> **PROBLEMS AND TASKS**:
1: Please reproduce the tentative ruling between "RESPONDING PARTY(S): Plaintiff" and "(6) quiet title.", inclusive, replacing "free labor" with "unpaid labor" each time it appears.
2: Decide whether each statement below agrees with the tentative ruling. Answer yes or no, and quote the words of the ruling that settle it.
(a) The demurrer by Bacchus and Waskiewicz to the Second, Fourth, and Fifth Causes of Action is overruled.
(b) Plaintiff provided more than 2,000 hours of free labor.
(c) TSM, Inc.'s demurrer is sustained with leave to amend.

> **SELECTED TEXT**:
<<<<
Judge: Randolph M. Hammock, Case: 24STCV23955, Date: 2025-04-17 Tentative Ruling
Case Number: 24STCV23955 Hearing Date: April 17, 2025 Dept: 49
Ivan Reyna Tovar v. Pamela Bacchus, et al.
(1) DEFENDANTS PAMELA BACCHUS AND THOMAS J. WASKIEWICZ’S DEMURRER TO COMPLAINT
(2) DEFENDANT TSM, INC.’S DEMURRER AND MOTION TO STRIKE COMPLAINT
MOVING PARTY: (1) Defendants Pamela Bacchus and Thomas J. Waskiewicz; (2) Defendant TSM, Inc.
RESPONDING PARTY(S): Plaintiff Ivan Reyna Tovar
STATEMENT OF MATERIAL FACTS AND/OR PROCEEDINGS:
Plaintiff Ivan Reyna Tovar alleges he entered into an agreement with Defendants Pamela Bacchus and Thomas J. Waskiewicz whereby Defendants would help Plaintiff purchase a home in exchange for payments toward the mortgage and free labor. In 2021, Defendants purchased a home in Pacoima that Plaintiff and his family lived in. Consistent with the parties’ agreement, Plaintiff paid the mortgage, insurance, taxes, and utilities for the property, and provided more than 1,500 hours of free labor. Plaintiff now alleges Defendants refuse to turn over the property to him. Plaintiff asserts causes of action for (1) intentional misrepresentation, (2) false promise, (3) breach of contract, (4) unfair business practices, (5) conversion, and (6) quiet title.
Defendants Bacchus and Waskiewicz now demurrer to each cause of action in the Complaint. Defendant TSM separately demurrers to the Complaint and moves to strike portions therein. Plaintiff opposed the former motion but not the latter.
TENTATIVE RULING:
Defendant Bacchus and Waskiewicz’s Demurrer to the First Cause of Action is SUSTAINED, with 30 days leave to amend.
Defendant Bacchus and Waskiewicz’s Demurrer to the Third and Sixth Causes of Action is SUSTAINED, without leave to amend.
Defendant Bacchus and Waskiewicz’s Demurrer to the Second, Fourth, and Fifth Causes of Action is OVERRULED.
Defendant TSM, Inc.’s Demurrer to the Complaint is SUSTAINED without leave to amend.
Defendant TSM, Inc.’s Motion to Strike is MOOT.
Moving parties are ordered to give notice, unless waived.
DISCUSSION:
Demurrer by Defendants Bacchus and Waskiewicz
I. Meet and Confer
The Declaration of Attorney Thomas J. Weiss reflects that the meet and confer requirement was satisfied.
II. Legal Standard
A demurrer for sufficiency tests whether the complaint states a cause of action. (Hahn v. Mirda (2007) 147 Cal. App. 4th 740, 747.) When considering demurrers, courts read the allegations liberally and in context. (Taylor v. City of Los Angeles Dept. of Water and Power (2006) 144 Cal. App. 4th 1216, 1228.) In a demurrer proceeding, the defects must be apparent on the face of the pleading or by proper judicial notice. (CCP § 430.30(a).) A demurrer tests the pleadings alone and not the evidence or other extrinsic matters. (SKF Farms v. Superior Court (1984) 153 Cal. App. 3d 902, 905.) Therefore, it lies only where the defects appear on the face of the pleading or are judicially noticed. (Id.) The only issue involved in a demurrer hearing is whether the complaint, as it stands, unconnected with extraneous matters, states a cause of action. (Hahn, 147 Cal.App.4th at 747.)
>>>>
Entries from a pointing dataset
<<<<
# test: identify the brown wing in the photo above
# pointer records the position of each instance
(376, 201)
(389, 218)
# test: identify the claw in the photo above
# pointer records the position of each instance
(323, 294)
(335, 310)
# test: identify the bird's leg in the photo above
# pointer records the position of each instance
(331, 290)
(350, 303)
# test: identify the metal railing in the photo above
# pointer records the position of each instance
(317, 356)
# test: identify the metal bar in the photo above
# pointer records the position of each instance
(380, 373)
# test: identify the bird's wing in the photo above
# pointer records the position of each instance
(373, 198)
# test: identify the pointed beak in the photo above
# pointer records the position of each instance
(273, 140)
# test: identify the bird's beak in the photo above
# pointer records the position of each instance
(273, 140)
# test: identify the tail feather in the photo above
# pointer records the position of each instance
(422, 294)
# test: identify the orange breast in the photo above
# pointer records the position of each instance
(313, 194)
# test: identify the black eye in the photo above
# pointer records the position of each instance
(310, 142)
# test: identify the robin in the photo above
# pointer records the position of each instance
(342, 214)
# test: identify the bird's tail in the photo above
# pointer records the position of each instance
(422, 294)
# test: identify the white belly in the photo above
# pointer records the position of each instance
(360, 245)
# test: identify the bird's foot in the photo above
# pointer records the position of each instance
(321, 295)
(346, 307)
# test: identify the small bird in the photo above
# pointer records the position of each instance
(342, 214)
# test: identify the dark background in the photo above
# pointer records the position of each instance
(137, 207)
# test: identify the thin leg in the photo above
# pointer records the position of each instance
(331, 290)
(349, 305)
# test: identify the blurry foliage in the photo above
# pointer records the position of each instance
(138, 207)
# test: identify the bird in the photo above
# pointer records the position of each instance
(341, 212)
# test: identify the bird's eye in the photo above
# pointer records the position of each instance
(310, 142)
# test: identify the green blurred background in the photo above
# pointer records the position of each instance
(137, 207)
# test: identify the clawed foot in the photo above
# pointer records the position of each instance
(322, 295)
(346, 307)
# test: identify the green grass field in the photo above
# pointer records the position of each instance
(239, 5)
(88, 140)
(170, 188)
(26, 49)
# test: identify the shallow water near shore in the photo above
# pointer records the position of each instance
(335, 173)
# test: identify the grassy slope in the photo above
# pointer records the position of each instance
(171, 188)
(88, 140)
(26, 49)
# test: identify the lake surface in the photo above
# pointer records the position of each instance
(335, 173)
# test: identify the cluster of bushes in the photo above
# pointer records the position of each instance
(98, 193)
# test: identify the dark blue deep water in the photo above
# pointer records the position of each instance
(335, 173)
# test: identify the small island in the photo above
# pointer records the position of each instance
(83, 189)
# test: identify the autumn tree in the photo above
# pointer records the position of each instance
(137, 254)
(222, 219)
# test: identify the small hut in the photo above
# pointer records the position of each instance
>>>>
> **SOLUTIONS TO THE EXERCISE**:
1:
RESPONDING PARTY(S): Plaintiff Ivan Reyna Tovar
STATEMENT OF MATERIAL FACTS AND/OR PROCEEDINGS:
Plaintiff Ivan Reyna Tovar alleges he entered into an agreement with Defendants Pamela Bacchus and Thomas J. Waskiewicz whereby Defendants would help Plaintiff purchase a home in exchange for payments toward the mortgage and unpaid labor. In 2021, Defendants purchased a home in Pacoima that Plaintiff and his family lived in. Consistent with the parties’ agreement, Plaintiff paid the mortgage, insurance, taxes, and utilities for the property, and provided more than 1,500 hours of unpaid labor. Plaintiff now alleges Defendants refuse to turn over the property to him. Plaintiff asserts causes of action for (1) intentional misrepresentation, (2) false promise, (3) breach of contract, (4) unfair business practices, (5) conversion, and (6) quiet title.

2:
(a) Yes: "Defendant Bacchus and Waskiewicz’s Demurrer to the Second, Fourth, and Fifth Causes of Action is OVERRULED."
(b) No: "provided more than 1,500 hours of free labor."
(c) No: "Defendant TSM, Inc.’s Demurrer to the Complaint is SUSTAINED without leave to amend."